### Material for the task
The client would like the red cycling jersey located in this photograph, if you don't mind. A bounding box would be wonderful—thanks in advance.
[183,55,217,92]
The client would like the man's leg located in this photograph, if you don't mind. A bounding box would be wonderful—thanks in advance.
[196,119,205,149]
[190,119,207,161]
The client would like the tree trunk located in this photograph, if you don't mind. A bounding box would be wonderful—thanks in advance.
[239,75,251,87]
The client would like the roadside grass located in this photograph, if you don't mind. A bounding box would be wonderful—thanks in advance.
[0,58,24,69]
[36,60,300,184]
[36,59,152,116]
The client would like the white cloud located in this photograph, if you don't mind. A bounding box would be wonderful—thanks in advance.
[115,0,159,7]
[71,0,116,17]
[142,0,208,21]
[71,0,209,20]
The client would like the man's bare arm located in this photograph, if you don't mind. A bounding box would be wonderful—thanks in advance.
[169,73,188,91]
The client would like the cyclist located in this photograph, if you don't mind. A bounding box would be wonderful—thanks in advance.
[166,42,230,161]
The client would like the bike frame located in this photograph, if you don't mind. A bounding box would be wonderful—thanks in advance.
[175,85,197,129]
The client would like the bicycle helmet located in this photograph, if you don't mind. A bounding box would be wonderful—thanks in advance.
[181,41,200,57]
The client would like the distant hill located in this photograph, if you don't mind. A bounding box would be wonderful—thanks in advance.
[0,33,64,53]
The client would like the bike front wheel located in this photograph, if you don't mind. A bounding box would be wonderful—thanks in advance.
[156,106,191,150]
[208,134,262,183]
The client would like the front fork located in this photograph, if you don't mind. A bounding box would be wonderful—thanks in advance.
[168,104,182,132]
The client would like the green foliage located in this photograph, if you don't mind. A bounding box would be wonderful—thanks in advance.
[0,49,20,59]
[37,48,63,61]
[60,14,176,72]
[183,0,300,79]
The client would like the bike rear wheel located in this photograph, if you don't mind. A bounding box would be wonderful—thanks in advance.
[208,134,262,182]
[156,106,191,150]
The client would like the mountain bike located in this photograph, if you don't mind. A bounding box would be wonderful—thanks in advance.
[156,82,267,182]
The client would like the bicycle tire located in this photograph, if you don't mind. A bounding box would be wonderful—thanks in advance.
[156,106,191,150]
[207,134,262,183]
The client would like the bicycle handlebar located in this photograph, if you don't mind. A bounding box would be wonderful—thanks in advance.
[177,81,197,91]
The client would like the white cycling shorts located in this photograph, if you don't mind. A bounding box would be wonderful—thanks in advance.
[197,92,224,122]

### Work to do
Reproduce all the material above, substituting "customer" for every occurrence of "client" and keeping everything else unchanged.

### Written response
The customer would like the red cycling jersey located in this photograph, if you don't mind. A bounding box would be wonderful—thanks in advance.
[183,55,217,92]
The customer would like the man's leg located in this photograph, if you don't mind. A bounding box would be wonderful—thanks in advance.
[196,119,205,149]
[190,119,207,161]
The customer would like the tree trunk located in this photograph, if you don't mind. A bounding box would be wonderful—thanks in advance.
[239,75,251,87]
The customer would like the roadside grass located in this photograph, if you don't mind. A bounding box would be wonderful—thanks in advance.
[0,58,24,69]
[36,60,300,184]
[36,59,152,116]
The customer would like the white cloud located in this photograph, if you don't mind. A bounding box would be wonderful—thanks in advance.
[115,0,159,7]
[71,0,116,17]
[142,0,208,21]
[71,0,209,20]
The customer would like the man's bare arm located in this photograph, if you don't mind. A bounding box would be wonderful—thanks in advance.
[169,73,188,91]
The customer would like the cyclist located in this photograph, if you don't mind. A bounding box would be wonderful—thanks in advance.
[166,42,230,161]
The customer would like the bike frame located in this photograph, if you don't mind. A bounding box would be wonderful—thanks in advance.
[175,85,197,129]
The customer would like the bicycle helmet located in this photograph, if you don't mind. A bounding box would be wonderful—thanks in advance.
[181,41,200,57]
The customer would like the distant hill located in this photograph, if you don't mind. A bounding box would be wonderful—thanks in advance.
[0,33,64,53]
The customer would like the bike front wheel located in this photograph, if you don't mind. A bounding box would be wonderful—thanks in advance.
[156,106,191,150]
[208,134,262,183]
The customer would like the front fork located in this photograph, if you don't mind. A bounding box would be wonderful—thanks in advance.
[168,104,182,132]
The customer would like the green foliage located in this photograph, if you don't mind. A bounding box would be wonderful—thanks in advance.
[0,49,20,59]
[37,48,63,61]
[60,14,176,72]
[183,0,300,79]
The customer would like the bike rear wheel located in this photograph, if you don't mind. A bounding box would be wonderful—thanks in advance.
[208,134,262,182]
[156,106,191,150]
The customer would like the mountain bike located in this photograph, if you don't mind. A bounding box would be wonderful—thanks in advance.
[156,82,267,182]
The customer would like the bicycle tire located in this photograph, if you don't mind. A bounding box would be wonderful—thanks in advance.
[156,106,191,150]
[207,134,262,183]
The customer would like the bicycle handlebar located in this photograph, if you don't mind. A bounding box would be wonderful—thanks in advance.
[177,81,197,91]
The customer would like the white cycling shorts located in this photograph, if you don't mind. A bounding box would be wonderful—thanks in advance.
[197,92,224,122]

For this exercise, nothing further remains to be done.